-------- The data --------

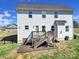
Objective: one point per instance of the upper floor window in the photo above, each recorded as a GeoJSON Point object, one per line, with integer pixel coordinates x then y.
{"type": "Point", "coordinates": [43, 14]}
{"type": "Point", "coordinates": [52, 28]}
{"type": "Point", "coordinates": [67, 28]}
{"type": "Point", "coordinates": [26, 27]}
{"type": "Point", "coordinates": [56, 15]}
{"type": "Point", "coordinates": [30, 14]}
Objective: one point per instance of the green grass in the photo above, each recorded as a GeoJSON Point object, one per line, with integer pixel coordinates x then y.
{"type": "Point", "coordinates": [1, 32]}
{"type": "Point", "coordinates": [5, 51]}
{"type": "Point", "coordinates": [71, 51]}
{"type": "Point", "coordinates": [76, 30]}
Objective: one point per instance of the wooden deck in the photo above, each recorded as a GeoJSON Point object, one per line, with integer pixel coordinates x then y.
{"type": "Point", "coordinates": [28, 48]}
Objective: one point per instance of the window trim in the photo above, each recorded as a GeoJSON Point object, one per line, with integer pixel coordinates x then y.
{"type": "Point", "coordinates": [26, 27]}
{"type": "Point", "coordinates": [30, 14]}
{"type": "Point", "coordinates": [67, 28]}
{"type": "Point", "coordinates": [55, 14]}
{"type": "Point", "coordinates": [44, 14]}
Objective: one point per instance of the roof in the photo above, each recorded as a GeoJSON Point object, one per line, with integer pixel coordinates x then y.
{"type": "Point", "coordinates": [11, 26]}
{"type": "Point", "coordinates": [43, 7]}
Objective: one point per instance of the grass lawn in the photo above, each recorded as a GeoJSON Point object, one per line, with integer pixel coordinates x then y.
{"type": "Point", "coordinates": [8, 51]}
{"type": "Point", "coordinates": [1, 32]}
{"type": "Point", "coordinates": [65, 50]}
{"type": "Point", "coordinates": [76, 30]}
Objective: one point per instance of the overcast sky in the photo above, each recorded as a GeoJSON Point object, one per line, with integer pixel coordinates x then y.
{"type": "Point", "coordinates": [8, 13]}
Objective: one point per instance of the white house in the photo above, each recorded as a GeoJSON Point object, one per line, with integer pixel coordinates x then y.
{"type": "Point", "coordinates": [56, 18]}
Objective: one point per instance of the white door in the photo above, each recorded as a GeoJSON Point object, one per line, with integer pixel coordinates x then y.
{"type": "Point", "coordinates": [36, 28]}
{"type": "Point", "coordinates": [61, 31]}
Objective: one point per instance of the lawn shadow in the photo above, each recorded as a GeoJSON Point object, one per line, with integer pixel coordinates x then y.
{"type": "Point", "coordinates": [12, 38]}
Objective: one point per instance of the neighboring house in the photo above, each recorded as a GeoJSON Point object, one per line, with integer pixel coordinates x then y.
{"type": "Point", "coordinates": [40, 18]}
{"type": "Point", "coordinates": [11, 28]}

--------

Task objective: Please restate word for word only the lines running from the line that contains "Objective: one point per instance of the lawn" to the final line of the listing above.

Answer area:
Objective: one point per instance of the lawn shadow in the photo above, each recorded as a GeoJSON Point object, one per line, with integer pixel coordinates x then y.
{"type": "Point", "coordinates": [12, 38]}
Objective: one point per instance of the neighboring house in the photo above, each recorded as a GeoJSON Point object, one per line, with integer pixel coordinates x then y.
{"type": "Point", "coordinates": [40, 18]}
{"type": "Point", "coordinates": [11, 28]}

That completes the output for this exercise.